### Work required:
Restate each record word for word, from the first to the last.

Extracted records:

= Beginning of Section =

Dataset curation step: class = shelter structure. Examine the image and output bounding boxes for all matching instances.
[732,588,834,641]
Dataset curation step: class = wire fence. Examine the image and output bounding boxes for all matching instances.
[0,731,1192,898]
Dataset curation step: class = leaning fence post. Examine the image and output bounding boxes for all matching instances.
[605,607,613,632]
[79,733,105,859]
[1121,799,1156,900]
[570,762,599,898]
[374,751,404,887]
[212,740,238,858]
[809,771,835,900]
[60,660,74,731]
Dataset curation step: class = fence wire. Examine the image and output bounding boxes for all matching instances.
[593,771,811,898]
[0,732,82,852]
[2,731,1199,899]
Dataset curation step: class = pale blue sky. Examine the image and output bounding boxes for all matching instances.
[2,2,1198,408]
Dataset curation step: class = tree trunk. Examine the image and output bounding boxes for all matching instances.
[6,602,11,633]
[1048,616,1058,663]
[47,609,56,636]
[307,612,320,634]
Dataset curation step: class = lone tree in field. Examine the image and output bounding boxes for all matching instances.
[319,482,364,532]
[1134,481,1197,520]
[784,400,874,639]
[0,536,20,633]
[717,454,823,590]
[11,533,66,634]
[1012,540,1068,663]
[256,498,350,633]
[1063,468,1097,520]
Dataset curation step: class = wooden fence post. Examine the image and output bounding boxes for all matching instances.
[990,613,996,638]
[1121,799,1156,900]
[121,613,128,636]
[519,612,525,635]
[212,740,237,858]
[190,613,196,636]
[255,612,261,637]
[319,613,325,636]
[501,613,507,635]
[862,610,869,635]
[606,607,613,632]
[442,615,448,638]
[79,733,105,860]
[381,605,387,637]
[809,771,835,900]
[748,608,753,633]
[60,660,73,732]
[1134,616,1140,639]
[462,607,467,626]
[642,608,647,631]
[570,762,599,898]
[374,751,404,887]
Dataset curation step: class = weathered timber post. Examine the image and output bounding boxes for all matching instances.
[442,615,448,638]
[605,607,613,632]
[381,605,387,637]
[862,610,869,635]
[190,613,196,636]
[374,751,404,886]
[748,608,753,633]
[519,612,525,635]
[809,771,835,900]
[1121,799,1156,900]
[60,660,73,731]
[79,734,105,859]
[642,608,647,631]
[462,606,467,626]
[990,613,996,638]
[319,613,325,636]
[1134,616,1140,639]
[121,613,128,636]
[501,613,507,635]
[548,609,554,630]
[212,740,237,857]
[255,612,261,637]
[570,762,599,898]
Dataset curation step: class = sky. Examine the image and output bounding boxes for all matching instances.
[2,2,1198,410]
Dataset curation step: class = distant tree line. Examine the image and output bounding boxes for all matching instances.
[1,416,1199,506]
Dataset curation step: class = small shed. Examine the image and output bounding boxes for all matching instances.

= End of Section =

### The completed task:
Dataset curation step: class = shelter structure. Examine the image and output bounding boxes for all matching instances.
[732,588,834,641]
Dataset curation step: class = wire fence. Examine the image and output bounding boxes for all matching instances.
[0,731,1192,898]
Dataset curation step: class = leaning fence post. Examine the image and output bounding boxes for all matching instances.
[605,607,613,632]
[79,733,105,859]
[1121,799,1156,900]
[570,762,599,898]
[374,751,404,887]
[212,740,238,858]
[809,771,835,900]
[60,660,74,731]
Dataset curation step: class = fence wire. Examine the image and output bounding boxes for all matching instances.
[593,771,811,898]
[0,732,82,852]
[2,731,1199,899]
Dataset curation step: class = pale blue sky. Examine the image and output bounding boxes for all matching instances.
[2,2,1198,408]
Dataset curation step: class = tree trunk. Examine the image and output bounding boxes for all matching instances.
[6,602,11,633]
[1048,616,1058,663]
[47,609,56,636]
[307,612,320,634]
Dataset curation step: class = lone tree in field. Examine the image and output bounding boxes for all matching instances.
[319,482,364,532]
[1134,481,1197,520]
[784,400,874,639]
[0,536,20,633]
[717,454,823,590]
[11,533,66,634]
[1012,540,1068,663]
[256,498,350,633]
[1063,468,1097,520]
Dataset curation step: class = wooden fence post. Examine the image and output bounding boxes for all matching instances.
[990,613,996,638]
[1121,799,1156,900]
[121,613,128,636]
[519,612,525,635]
[212,740,237,858]
[190,613,196,636]
[255,612,261,637]
[319,613,325,636]
[501,613,507,635]
[862,610,869,635]
[606,607,613,632]
[442,615,448,638]
[79,733,105,860]
[381,605,387,637]
[809,771,835,900]
[748,608,753,633]
[60,660,73,732]
[1134,616,1140,639]
[462,607,467,626]
[642,608,647,631]
[570,762,599,898]
[374,751,404,887]
Dataset curation step: class = weathered timber post. Examine the image and output bounding boxes for all matching instances.
[442,615,448,638]
[605,607,613,632]
[381,605,387,637]
[862,610,869,635]
[190,613,196,636]
[374,751,404,886]
[748,608,753,633]
[519,612,525,635]
[809,771,835,900]
[1121,799,1156,900]
[60,660,73,731]
[79,734,105,859]
[642,608,647,631]
[462,606,467,626]
[990,613,996,638]
[319,613,325,636]
[1134,616,1140,639]
[121,613,128,636]
[501,613,507,635]
[548,609,554,630]
[212,740,237,857]
[255,612,261,637]
[570,762,599,898]
Dataset curation step: class = sky. Examine the image and output bounding boxes for all matching instances.
[2,2,1198,410]
Dataset curation step: class = distant tree line. Examine the image and output bounding boxes for all matching instances.
[1,416,1199,506]
Dataset curation step: class = small shed. Examine the image and output bounding boxes for all matching instances.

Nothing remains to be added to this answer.